> [What you will do]:
Please copy out the records below with each "reference point" swapped for "anchor point" and nothing else changed. Leave the pictures out.

> [Exercise data]:
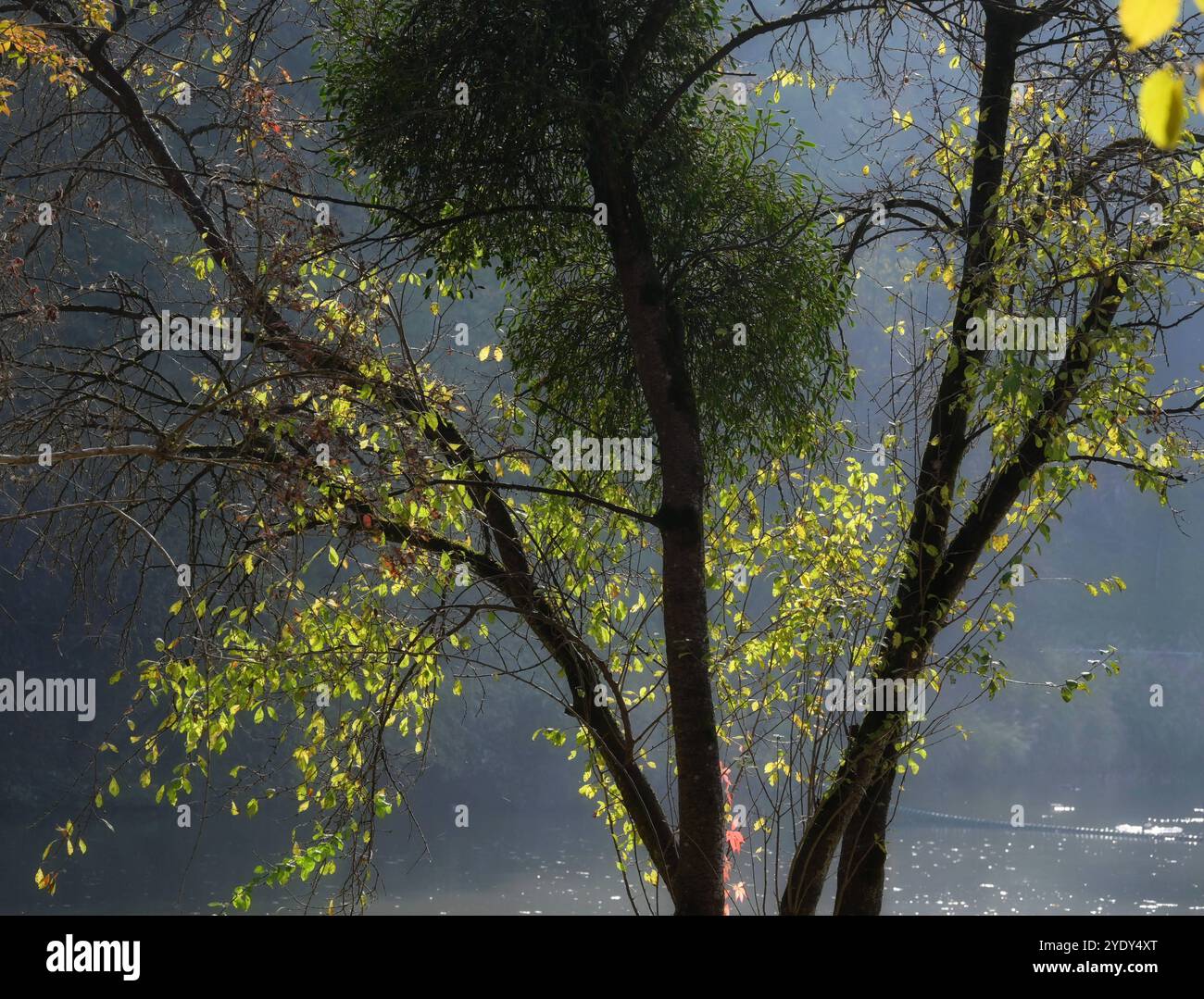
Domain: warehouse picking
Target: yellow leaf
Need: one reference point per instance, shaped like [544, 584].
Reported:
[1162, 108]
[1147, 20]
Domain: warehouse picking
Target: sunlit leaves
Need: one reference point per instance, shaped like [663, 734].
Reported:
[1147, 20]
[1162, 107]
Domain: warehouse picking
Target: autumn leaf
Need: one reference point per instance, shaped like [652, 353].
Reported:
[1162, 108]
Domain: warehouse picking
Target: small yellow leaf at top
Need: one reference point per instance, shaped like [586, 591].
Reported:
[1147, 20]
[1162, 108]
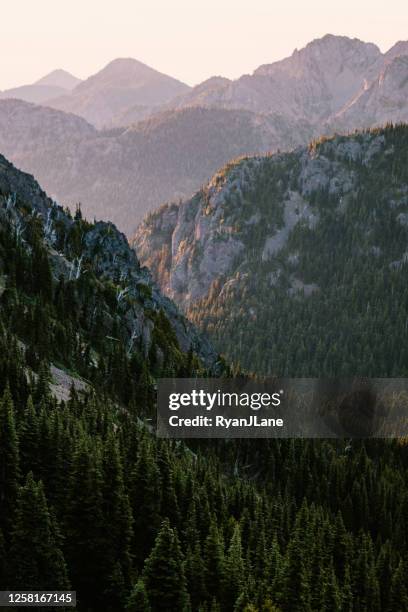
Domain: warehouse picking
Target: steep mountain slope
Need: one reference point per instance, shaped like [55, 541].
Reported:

> [Result]:
Domain: warehouse picking
Target: yellow leaf
Need: one anchor point per instance, shaped like [544, 584].
Reported:
[1162, 108]
[1147, 20]
Domain: warehouse picking
Target: sunlit leaves
Need: one anchor point per instance, shaped like [663, 734].
Reported:
[1147, 20]
[1162, 107]
Domain: warehouse picking
Target: autumn leaf
Need: one anchor point per instance, shaped like [652, 353].
Reported:
[1162, 108]
Domain: warehouse picking
Target: small yellow leaf at top
Need: one anchor point per instance, shaped like [586, 591].
Reported:
[1147, 20]
[1162, 108]
Domain: warehouse picking
Target: steep mountain slope
Need: one anchor point per instance, shaped like [55, 541].
Reported:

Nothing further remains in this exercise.